## ОТРЫВОК
=======

Медленно бредем вдоль берега залива. Ничто не нарушает ночной тиши. Из-за кокосовых пальм доносится шепот океана, звезды кажутся такими крупными, как в планетарии. Аромат гигантской оранжереи. В воздухе разлит блаженный покой, исключающий мысли о спешке, заботы о завтрашнем дне.
Под небом, которое прозрачно днем и до самого горизонта усеяно звездами ночью, хочется говорить о любви.
И я прошу Эда:
— Расскажи о полинезийской любви…
— Это не так просто, — отвечает он. — Сексуальная сторона играет в Полинезии значительно большую роль, чем где-либо.
— Как деятель искусства, ты, наверное, склонен к преувеличениям? — подзадориваю я Эда.
— Я говорю серьезно.
— Не думаю.
— Серьезно говорю. Полинезийцы — дети природы. Когда они голодны, срывают с дерева плод, кому бы он ни принадлежал. Они не стесняются и своей любви. Здесь не живут по принципу: хочешь выпить бутылку пива, купи пивоварню. Однако полинезийку надо завоевать, она не отдается без любви. Ей нравится мужская сила, она питает уважение к своему тане, который время от времени поколачивает ее. При этом вахины любят ставить нас, попаа, в пример своим мужчинам как людей спокойных, вежливых, которые не поднимут руки на женщину. Их не поймешь…
Они отождествляют любовь с симпатией и сексуальным влечением. Главное для них — физическое наслаждение. Взять женщину — значит взять ее без слов, грубо, но, разумеется, с согласия. Долгие ухаживания попаа, усложняющих себе жизнь, встречаются убийственным смехом. Просто жаль времени на глупости. Такого попаа вахины называют титои (мужчина, который хочет выйти сухим из воды). Любовь полинезийцев не знает ни ухаживаний, ни скромности. Любовные отношения отличаются искренностью, лишенной какой-либо двусмысленности и эмоциональных нюансов в нашем понимании. Они не знают платонической любви. «Белые женщины, — говорят они, — выше пас по образованию, в красноречии, а мы лучше их в постели».

=======

## РАБОЧЕЕ ЗАДАНИЕ 1
Воспроизведите без изменений часть отрывка о полинезийской любви от «Под небом, которое» до «подзадориваю я Эда.».
## РАБОЧЕЕ ЗАДАНИЕ 2
Продолжите отрывок о полинезийской любви, начиная сразу после его последнего предложения.

=======

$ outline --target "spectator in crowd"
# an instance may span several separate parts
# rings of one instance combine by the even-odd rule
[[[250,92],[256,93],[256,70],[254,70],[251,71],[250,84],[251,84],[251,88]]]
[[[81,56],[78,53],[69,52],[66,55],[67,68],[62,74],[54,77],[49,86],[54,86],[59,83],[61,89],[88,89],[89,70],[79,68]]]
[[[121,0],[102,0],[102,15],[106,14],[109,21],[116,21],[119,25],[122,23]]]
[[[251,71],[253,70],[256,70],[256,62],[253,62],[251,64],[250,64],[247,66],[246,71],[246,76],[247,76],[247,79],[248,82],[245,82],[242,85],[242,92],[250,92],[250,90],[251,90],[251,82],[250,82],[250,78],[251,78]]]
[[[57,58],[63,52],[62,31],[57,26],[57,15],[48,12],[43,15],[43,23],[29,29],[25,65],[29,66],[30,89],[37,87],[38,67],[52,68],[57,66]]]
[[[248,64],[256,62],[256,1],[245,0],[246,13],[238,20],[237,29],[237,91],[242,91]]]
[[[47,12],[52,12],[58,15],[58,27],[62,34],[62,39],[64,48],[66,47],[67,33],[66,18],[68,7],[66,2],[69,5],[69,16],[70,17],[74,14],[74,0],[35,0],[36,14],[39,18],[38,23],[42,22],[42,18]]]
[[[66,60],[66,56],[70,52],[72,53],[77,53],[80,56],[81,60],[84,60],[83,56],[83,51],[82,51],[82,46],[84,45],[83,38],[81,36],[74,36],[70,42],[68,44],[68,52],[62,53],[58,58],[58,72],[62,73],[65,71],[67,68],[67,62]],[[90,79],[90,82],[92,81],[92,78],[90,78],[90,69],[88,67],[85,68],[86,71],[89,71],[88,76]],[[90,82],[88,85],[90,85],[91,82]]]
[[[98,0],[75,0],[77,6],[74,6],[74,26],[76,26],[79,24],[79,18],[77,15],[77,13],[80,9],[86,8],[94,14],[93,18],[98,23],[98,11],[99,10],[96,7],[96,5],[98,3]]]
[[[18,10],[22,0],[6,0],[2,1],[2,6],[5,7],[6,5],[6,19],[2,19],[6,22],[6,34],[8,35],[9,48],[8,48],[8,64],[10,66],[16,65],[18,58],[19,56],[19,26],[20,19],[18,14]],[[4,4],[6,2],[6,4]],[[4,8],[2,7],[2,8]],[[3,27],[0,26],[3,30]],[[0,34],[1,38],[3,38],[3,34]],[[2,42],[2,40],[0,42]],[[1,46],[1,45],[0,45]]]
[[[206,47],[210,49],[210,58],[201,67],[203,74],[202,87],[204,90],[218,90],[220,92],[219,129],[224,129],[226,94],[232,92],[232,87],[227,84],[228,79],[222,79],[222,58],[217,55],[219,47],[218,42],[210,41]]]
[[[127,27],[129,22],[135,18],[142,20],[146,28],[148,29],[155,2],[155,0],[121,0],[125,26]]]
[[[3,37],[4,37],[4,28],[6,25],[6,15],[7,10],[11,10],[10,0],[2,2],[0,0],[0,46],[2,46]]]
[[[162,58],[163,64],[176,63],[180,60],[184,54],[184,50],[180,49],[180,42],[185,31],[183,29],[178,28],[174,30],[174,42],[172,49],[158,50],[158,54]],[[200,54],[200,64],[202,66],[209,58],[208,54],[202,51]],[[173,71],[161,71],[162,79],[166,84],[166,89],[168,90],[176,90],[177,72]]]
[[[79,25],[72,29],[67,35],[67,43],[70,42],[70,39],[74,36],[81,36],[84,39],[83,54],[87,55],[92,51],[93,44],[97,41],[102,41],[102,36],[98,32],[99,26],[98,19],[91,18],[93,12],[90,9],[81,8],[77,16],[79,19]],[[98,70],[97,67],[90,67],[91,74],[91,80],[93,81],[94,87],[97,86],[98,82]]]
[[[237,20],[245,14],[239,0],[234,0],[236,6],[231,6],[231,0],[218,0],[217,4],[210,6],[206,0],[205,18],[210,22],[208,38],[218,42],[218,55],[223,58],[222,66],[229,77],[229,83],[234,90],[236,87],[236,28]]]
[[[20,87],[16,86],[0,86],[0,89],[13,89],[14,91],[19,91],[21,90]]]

=======

## ОТВЕТ 1
Под небом, которое прозрачно днем и до самого горизонта усеяно звездами ночью, хочется говорить о любви.
И я прошу Эда:
— Расскажи о полинезийской любви…
— Это не так просто, — отвечает он. — Сексуальная сторона играет в Полинезии значительно большую роль, чем где-либо.
— Как деятель искусства, ты, наверное, склонен к преувеличениям? — подзадориваю я Эда.

## ОТВЕТ 2
С момента открытия Таити не прекращаются разговоры о моральном кодексе полинезийцев. Прежде всего о том, что здешняя мораль ниже европейской. В действительности она не ниже и не выше — просто она другая. Ни один житель Полинезии не ложится спать голодным, а старики окружены уважением и заботой. Полинезийцы — это люди со здоровыми принципами, а их образ жизни наверняка более свободный, чем где-либо. Незамужних матерей здесь не преследуют, не лишают уважения и доверия, напротив — окружают заботой, так же как их детей. На Таити нет детских домов, осиротевшего ребенка забирает какая-нибудь семья. Кстати, относительно детей в мире существует неукоснительная закономерность: чем примитивнее культура, тем нежнее забота всего общества о потомстве — законном или незаконном, моем или соседском. Неухоженные, выброшенные из домов, нежеланные и нелюбимые родителями дети — явление, характерное прежде всего для высокоцивилизованных стран.
Подходя к своему дому, Эд вдруг говорит:
— В своих поездках по белу свету я не раз приходил к выводу, что мир делится не на континенты, государства и географические зоны, а на мужчин и женщин.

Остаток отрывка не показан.